*Required action*.
Would you pull out every line of the material that contains the string "bumper"?

++++ Source information

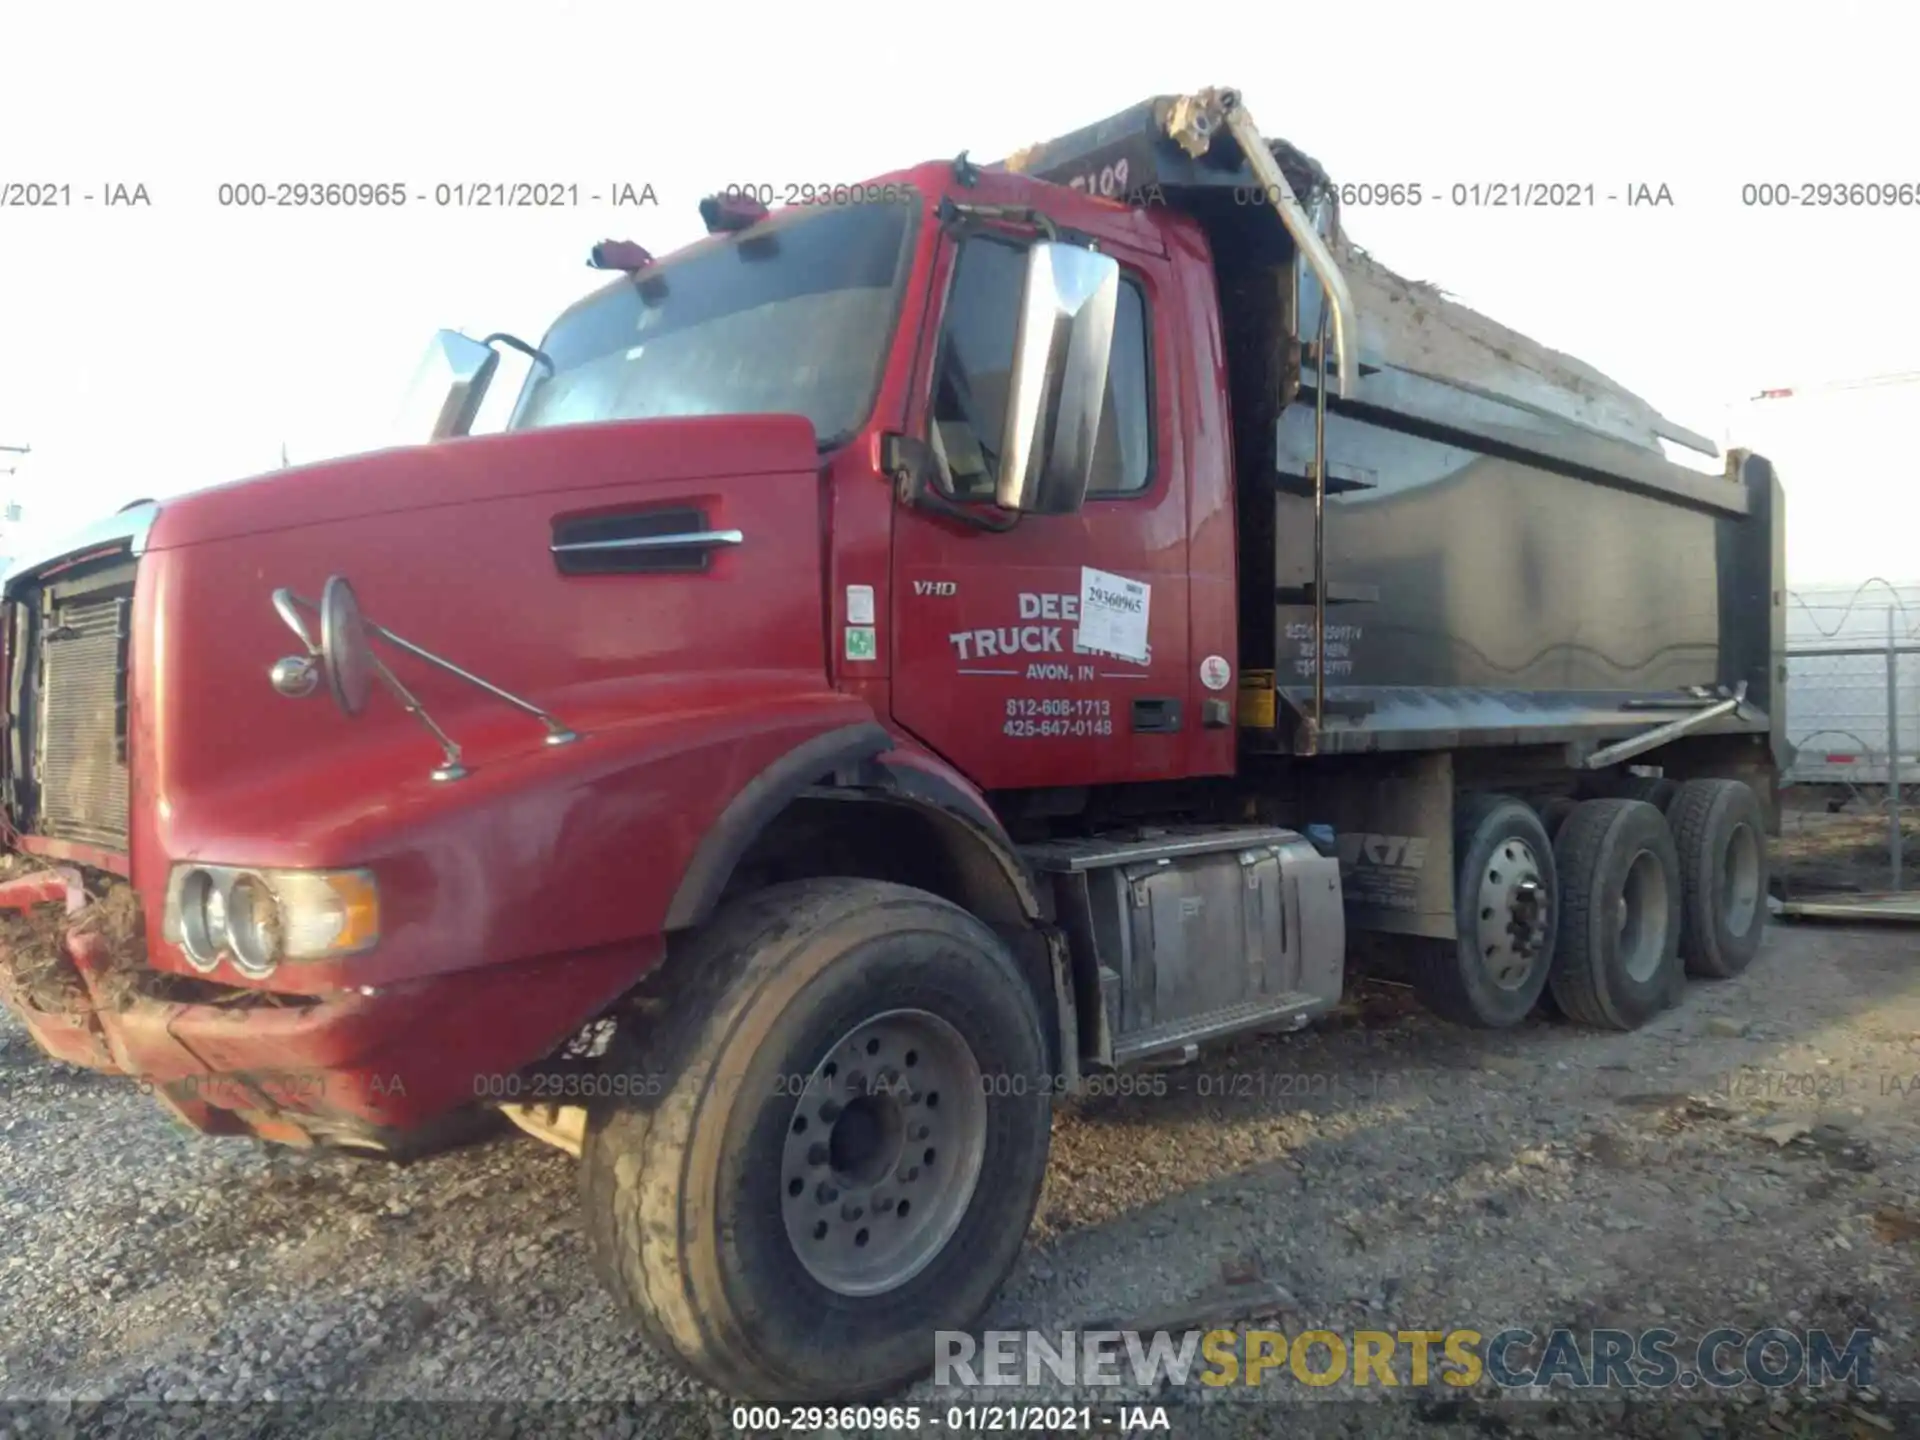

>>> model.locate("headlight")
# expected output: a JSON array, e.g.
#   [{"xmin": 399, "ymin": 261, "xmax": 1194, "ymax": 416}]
[
  {"xmin": 164, "ymin": 866, "xmax": 380, "ymax": 975},
  {"xmin": 226, "ymin": 874, "xmax": 282, "ymax": 976},
  {"xmin": 178, "ymin": 869, "xmax": 229, "ymax": 967}
]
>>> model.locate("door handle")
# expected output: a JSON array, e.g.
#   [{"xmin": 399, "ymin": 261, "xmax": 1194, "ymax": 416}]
[{"xmin": 1131, "ymin": 697, "xmax": 1182, "ymax": 734}]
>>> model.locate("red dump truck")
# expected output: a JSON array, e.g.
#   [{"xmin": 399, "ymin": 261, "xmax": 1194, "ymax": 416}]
[{"xmin": 1, "ymin": 88, "xmax": 1783, "ymax": 1401}]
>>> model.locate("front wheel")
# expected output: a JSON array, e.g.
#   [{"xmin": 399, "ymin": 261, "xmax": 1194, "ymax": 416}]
[{"xmin": 582, "ymin": 878, "xmax": 1053, "ymax": 1403}]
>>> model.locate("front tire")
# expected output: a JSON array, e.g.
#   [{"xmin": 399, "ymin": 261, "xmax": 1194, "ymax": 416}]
[{"xmin": 582, "ymin": 879, "xmax": 1052, "ymax": 1403}]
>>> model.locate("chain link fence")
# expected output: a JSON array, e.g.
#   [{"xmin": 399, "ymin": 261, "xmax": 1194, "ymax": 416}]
[{"xmin": 1778, "ymin": 584, "xmax": 1919, "ymax": 898}]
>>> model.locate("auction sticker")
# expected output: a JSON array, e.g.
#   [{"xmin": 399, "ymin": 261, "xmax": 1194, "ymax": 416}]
[{"xmin": 1200, "ymin": 655, "xmax": 1232, "ymax": 690}]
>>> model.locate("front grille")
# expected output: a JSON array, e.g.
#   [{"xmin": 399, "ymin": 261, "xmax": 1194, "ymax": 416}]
[{"xmin": 35, "ymin": 592, "xmax": 131, "ymax": 849}]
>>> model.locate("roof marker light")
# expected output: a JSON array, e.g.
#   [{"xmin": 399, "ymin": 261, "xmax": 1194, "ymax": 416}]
[
  {"xmin": 588, "ymin": 240, "xmax": 654, "ymax": 271},
  {"xmin": 699, "ymin": 192, "xmax": 768, "ymax": 233}
]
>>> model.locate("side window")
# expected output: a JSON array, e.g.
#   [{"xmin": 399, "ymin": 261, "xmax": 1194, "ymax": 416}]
[
  {"xmin": 1086, "ymin": 280, "xmax": 1152, "ymax": 496},
  {"xmin": 929, "ymin": 237, "xmax": 1154, "ymax": 502}
]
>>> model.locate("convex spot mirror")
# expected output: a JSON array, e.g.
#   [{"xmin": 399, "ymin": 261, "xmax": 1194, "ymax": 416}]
[
  {"xmin": 319, "ymin": 575, "xmax": 376, "ymax": 717},
  {"xmin": 995, "ymin": 243, "xmax": 1121, "ymax": 516}
]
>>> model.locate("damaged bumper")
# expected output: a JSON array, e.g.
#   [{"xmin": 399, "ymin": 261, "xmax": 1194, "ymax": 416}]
[{"xmin": 0, "ymin": 867, "xmax": 648, "ymax": 1152}]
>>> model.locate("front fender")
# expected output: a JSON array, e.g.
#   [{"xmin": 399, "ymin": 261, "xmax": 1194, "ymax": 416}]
[
  {"xmin": 859, "ymin": 745, "xmax": 1043, "ymax": 922},
  {"xmin": 663, "ymin": 720, "xmax": 896, "ymax": 929},
  {"xmin": 150, "ymin": 692, "xmax": 888, "ymax": 991}
]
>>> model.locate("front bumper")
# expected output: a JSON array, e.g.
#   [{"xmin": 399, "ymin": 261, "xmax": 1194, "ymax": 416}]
[{"xmin": 0, "ymin": 868, "xmax": 651, "ymax": 1150}]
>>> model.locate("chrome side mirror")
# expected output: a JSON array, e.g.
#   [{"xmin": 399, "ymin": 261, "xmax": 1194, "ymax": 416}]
[
  {"xmin": 398, "ymin": 330, "xmax": 500, "ymax": 442},
  {"xmin": 994, "ymin": 243, "xmax": 1121, "ymax": 516},
  {"xmin": 318, "ymin": 575, "xmax": 377, "ymax": 716}
]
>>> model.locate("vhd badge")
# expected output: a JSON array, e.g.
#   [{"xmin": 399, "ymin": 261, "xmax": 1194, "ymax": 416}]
[{"xmin": 1200, "ymin": 655, "xmax": 1232, "ymax": 691}]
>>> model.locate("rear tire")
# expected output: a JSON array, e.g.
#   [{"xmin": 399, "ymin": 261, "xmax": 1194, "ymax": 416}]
[
  {"xmin": 1669, "ymin": 779, "xmax": 1769, "ymax": 979},
  {"xmin": 1415, "ymin": 793, "xmax": 1557, "ymax": 1028},
  {"xmin": 1625, "ymin": 776, "xmax": 1679, "ymax": 814},
  {"xmin": 1549, "ymin": 799, "xmax": 1685, "ymax": 1030},
  {"xmin": 1537, "ymin": 796, "xmax": 1579, "ymax": 842},
  {"xmin": 1590, "ymin": 773, "xmax": 1679, "ymax": 813},
  {"xmin": 582, "ymin": 878, "xmax": 1052, "ymax": 1403}
]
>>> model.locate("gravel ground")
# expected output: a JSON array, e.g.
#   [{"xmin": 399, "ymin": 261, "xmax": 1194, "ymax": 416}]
[{"xmin": 2, "ymin": 910, "xmax": 1917, "ymax": 1438}]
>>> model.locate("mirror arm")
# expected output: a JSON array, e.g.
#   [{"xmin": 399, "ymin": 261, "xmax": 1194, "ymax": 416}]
[
  {"xmin": 898, "ymin": 475, "xmax": 1020, "ymax": 533},
  {"xmin": 881, "ymin": 433, "xmax": 1020, "ymax": 533},
  {"xmin": 270, "ymin": 587, "xmax": 581, "ymax": 780},
  {"xmin": 480, "ymin": 332, "xmax": 556, "ymax": 377},
  {"xmin": 272, "ymin": 588, "xmax": 320, "ymax": 654},
  {"xmin": 936, "ymin": 197, "xmax": 1059, "ymax": 242},
  {"xmin": 360, "ymin": 621, "xmax": 577, "ymax": 743},
  {"xmin": 367, "ymin": 653, "xmax": 468, "ymax": 783}
]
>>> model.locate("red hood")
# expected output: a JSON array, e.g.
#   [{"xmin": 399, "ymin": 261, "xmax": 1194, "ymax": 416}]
[{"xmin": 146, "ymin": 415, "xmax": 820, "ymax": 551}]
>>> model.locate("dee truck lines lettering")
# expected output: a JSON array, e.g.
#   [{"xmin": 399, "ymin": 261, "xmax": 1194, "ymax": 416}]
[{"xmin": 949, "ymin": 592, "xmax": 1152, "ymax": 668}]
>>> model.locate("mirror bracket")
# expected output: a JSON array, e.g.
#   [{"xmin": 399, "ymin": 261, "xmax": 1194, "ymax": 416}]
[
  {"xmin": 269, "ymin": 579, "xmax": 581, "ymax": 784},
  {"xmin": 880, "ymin": 434, "xmax": 1019, "ymax": 534}
]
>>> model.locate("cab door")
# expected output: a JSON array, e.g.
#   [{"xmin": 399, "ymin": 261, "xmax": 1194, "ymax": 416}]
[{"xmin": 890, "ymin": 225, "xmax": 1190, "ymax": 791}]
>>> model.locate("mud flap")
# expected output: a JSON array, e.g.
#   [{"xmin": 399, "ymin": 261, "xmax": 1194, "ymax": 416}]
[{"xmin": 1302, "ymin": 751, "xmax": 1455, "ymax": 939}]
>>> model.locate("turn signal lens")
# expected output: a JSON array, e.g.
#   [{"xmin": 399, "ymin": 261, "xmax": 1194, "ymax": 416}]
[{"xmin": 268, "ymin": 869, "xmax": 381, "ymax": 960}]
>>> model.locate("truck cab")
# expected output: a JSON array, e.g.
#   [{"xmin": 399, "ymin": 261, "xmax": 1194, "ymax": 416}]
[{"xmin": 0, "ymin": 88, "xmax": 1783, "ymax": 1404}]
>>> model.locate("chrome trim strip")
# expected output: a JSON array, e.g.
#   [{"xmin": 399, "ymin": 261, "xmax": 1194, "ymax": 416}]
[
  {"xmin": 549, "ymin": 529, "xmax": 744, "ymax": 555},
  {"xmin": 3, "ymin": 501, "xmax": 160, "ymax": 598}
]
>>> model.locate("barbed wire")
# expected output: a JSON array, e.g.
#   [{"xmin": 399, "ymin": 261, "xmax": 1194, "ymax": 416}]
[{"xmin": 1785, "ymin": 577, "xmax": 1920, "ymax": 638}]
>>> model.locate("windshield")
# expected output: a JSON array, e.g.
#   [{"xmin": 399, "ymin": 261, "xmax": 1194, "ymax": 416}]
[{"xmin": 510, "ymin": 197, "xmax": 916, "ymax": 448}]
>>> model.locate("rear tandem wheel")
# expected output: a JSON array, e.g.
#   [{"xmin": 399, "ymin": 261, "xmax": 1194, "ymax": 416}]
[
  {"xmin": 1416, "ymin": 793, "xmax": 1558, "ymax": 1028},
  {"xmin": 1669, "ymin": 778, "xmax": 1769, "ymax": 979},
  {"xmin": 1548, "ymin": 798, "xmax": 1685, "ymax": 1031}
]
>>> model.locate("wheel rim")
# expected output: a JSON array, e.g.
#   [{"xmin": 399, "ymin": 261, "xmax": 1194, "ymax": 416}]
[
  {"xmin": 780, "ymin": 1008, "xmax": 987, "ymax": 1297},
  {"xmin": 1616, "ymin": 848, "xmax": 1671, "ymax": 983},
  {"xmin": 1475, "ymin": 836, "xmax": 1550, "ymax": 989},
  {"xmin": 1721, "ymin": 822, "xmax": 1761, "ymax": 937}
]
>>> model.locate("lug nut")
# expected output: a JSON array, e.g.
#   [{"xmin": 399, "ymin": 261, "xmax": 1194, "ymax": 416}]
[
  {"xmin": 816, "ymin": 1182, "xmax": 839, "ymax": 1204},
  {"xmin": 807, "ymin": 1143, "xmax": 829, "ymax": 1166},
  {"xmin": 841, "ymin": 1202, "xmax": 864, "ymax": 1222}
]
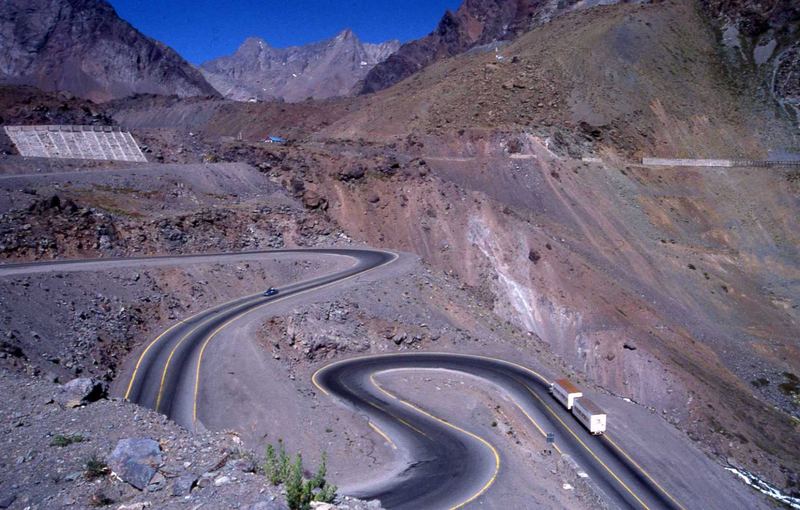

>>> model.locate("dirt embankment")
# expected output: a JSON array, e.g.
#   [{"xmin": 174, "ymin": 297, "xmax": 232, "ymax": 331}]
[{"xmin": 0, "ymin": 162, "xmax": 342, "ymax": 261}]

++++++++

*Solution to this exercise*.
>>> model.locate("damaged bumper")
>>> model.locate("front bumper")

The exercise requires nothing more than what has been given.